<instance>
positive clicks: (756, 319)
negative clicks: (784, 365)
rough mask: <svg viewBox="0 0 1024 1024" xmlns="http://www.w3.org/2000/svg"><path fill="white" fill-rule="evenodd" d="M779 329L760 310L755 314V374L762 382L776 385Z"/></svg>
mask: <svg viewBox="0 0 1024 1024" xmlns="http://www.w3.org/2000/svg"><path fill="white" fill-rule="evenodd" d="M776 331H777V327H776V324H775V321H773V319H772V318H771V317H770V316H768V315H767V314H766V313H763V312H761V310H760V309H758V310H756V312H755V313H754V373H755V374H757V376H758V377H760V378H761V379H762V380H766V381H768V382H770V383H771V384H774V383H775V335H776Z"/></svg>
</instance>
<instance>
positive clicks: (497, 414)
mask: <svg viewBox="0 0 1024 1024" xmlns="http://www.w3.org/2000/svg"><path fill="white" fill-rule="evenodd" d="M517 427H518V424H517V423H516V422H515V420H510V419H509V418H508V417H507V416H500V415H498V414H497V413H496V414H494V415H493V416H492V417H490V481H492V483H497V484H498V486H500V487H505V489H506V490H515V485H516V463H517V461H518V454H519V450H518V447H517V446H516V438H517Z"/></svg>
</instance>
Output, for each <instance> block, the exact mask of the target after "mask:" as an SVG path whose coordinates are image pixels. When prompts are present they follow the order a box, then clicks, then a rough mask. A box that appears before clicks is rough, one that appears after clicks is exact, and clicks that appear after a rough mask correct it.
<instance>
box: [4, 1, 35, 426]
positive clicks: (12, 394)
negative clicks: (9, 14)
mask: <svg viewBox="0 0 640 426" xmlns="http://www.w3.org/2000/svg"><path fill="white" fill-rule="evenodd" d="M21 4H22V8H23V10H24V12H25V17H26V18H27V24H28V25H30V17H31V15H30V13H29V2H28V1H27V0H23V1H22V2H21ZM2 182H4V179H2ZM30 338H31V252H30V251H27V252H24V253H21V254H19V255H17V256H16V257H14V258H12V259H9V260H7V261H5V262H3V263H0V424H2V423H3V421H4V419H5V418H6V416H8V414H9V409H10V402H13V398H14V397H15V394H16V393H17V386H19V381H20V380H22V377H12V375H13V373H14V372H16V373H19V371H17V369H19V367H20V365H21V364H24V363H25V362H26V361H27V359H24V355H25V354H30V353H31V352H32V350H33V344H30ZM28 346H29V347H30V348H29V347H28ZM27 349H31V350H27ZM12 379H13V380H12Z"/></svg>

+++

Each record shown above is to be given again exactly.

WRITTEN ANSWER
<instance>
positive clicks: (756, 319)
negative clicks: (784, 365)
rough mask: <svg viewBox="0 0 1024 1024" xmlns="http://www.w3.org/2000/svg"><path fill="white" fill-rule="evenodd" d="M779 329L760 310L755 314V374L762 382L776 385Z"/></svg>
mask: <svg viewBox="0 0 1024 1024" xmlns="http://www.w3.org/2000/svg"><path fill="white" fill-rule="evenodd" d="M776 331H777V327H776V324H775V321H773V319H772V318H771V317H770V316H768V315H767V314H766V313H763V312H761V310H760V309H758V310H756V312H755V313H754V373H755V374H757V376H758V377H760V378H761V379H762V380H766V381H768V382H770V383H771V384H774V383H775V335H776Z"/></svg>
</instance>
<instance>
positive clicks: (497, 414)
mask: <svg viewBox="0 0 1024 1024" xmlns="http://www.w3.org/2000/svg"><path fill="white" fill-rule="evenodd" d="M517 427H518V424H517V423H516V422H515V420H510V419H509V418H508V417H507V416H500V415H498V414H497V413H496V414H494V415H493V416H492V417H490V481H492V483H497V484H498V486H500V487H505V489H506V490H515V485H516V463H517V461H518V454H519V450H518V447H517V446H516V438H517Z"/></svg>
</instance>
Output, for each <instance> block, the exact mask of the target after "mask:" as an SVG path whose coordinates are image pixels. When prompts are present they follow the order a box, then clicks, then a rough mask. A box that appears before clicks is rough, one that appears after clicks is exact, and clicks that appear after a rough mask correct it.
<instance>
box: [4, 1, 35, 426]
positive clicks: (12, 394)
negative clicks: (9, 14)
mask: <svg viewBox="0 0 640 426" xmlns="http://www.w3.org/2000/svg"><path fill="white" fill-rule="evenodd" d="M21 4H22V8H23V10H24V12H25V17H26V18H27V24H28V25H30V17H31V15H30V13H29V2H28V1H27V0H23V1H22V2H21ZM2 182H4V179H2ZM30 338H31V252H30V251H27V252H24V253H21V254H19V255H17V256H16V257H14V258H12V259H9V260H7V261H5V262H3V263H0V424H2V423H3V421H4V419H5V418H6V416H8V414H9V409H10V402H13V398H14V397H15V394H16V393H17V386H19V381H20V380H22V377H12V375H13V373H14V372H16V373H19V371H17V369H19V367H20V365H21V364H24V363H25V362H26V361H27V359H24V355H25V354H30V353H31V352H32V350H33V344H30ZM28 346H29V347H30V348H29V347H28ZM27 349H31V350H27ZM12 379H13V380H12Z"/></svg>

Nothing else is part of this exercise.